### What to work on
Each entry needs to be given again, character for character.
-=-=-
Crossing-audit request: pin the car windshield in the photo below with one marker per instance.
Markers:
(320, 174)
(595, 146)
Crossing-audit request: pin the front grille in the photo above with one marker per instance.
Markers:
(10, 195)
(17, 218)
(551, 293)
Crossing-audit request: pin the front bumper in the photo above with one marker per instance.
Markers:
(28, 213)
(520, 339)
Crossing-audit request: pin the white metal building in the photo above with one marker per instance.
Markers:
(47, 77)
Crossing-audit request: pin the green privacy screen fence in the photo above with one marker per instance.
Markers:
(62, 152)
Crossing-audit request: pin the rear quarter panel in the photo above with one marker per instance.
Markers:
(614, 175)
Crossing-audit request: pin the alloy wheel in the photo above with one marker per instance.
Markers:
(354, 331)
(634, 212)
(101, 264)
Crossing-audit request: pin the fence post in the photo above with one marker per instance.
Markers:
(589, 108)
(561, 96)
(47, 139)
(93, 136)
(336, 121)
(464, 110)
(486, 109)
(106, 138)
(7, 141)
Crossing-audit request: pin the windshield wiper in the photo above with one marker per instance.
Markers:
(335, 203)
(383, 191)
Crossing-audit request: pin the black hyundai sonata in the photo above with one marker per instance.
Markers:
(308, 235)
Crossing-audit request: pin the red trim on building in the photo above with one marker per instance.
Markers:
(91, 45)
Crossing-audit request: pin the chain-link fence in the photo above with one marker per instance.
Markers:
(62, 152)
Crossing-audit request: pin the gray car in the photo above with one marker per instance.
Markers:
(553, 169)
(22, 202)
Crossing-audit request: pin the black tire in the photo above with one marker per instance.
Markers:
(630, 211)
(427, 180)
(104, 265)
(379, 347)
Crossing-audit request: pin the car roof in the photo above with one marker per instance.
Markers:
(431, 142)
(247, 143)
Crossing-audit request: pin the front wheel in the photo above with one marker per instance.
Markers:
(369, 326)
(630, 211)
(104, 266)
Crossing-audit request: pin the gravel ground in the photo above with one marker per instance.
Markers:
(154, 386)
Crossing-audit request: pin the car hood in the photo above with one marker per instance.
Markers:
-=-=-
### Result of this exercise
Crossing-audit request: pin the car windshield in the photo below with one marker per instance.
Markers:
(320, 174)
(595, 146)
Crossing-audit request: pin the front grille in the photo above with one marker per instance.
Markers:
(10, 195)
(17, 218)
(551, 293)
Crossing-audit request: pin the front bumper in the photo above with one marker per instance.
Markers:
(28, 213)
(520, 339)
Crossing-audit request: pin the white metal building in the photo above with one marker per instance.
Markers:
(47, 77)
Crossing-audit request: pin the green privacy screen fence in the photo above with one marker per instance.
Markers:
(62, 152)
Crossing-audit request: pin the rear quarter panel in the photo above with one marker per instance.
Markers:
(614, 175)
Crossing-audit request: pin the alloy wheel in the photo above with one marker per instance.
Markers:
(354, 331)
(634, 212)
(101, 264)
Crossing-audit request: pin the fence post in the photo above with one marker per instance.
Markers:
(589, 108)
(561, 96)
(47, 139)
(93, 136)
(336, 121)
(464, 110)
(486, 109)
(106, 138)
(7, 141)
Crossing-audit request: pin the windshield wiper in the photo above with one marker per instance.
Markers:
(335, 203)
(383, 191)
Crossing-audit request: pin the black hyundai sonata in the photo above with one marker per instance.
Markers:
(308, 235)
Crossing-audit request: pin the red trim on building in the photo above with one marker per instance.
Markers:
(91, 45)
Crossing-audit request: pin the chain-link fence in the photo above with one marker per instance.
Markers:
(62, 152)
Crossing-audit request: pin the gray car in the photo above with one marker per instance.
Markers:
(553, 169)
(22, 202)
Crossing-audit request: pin the black tire in the photo above with one marker per instance.
Markers:
(630, 211)
(427, 180)
(104, 265)
(379, 347)
Crossing-audit request: pin the car roof in the photo above with one marker per instance.
Markers:
(431, 142)
(247, 143)
Crossing-audit request: pin the front wheel in the photo above with one marker per instance.
Markers:
(369, 326)
(630, 211)
(104, 266)
Crossing-audit request: pin the gravel ground in the photo above with one marker per instance.
Markers:
(154, 386)
Crossing-audit request: pin the car hood in the photo above with one marker per instance.
Markers:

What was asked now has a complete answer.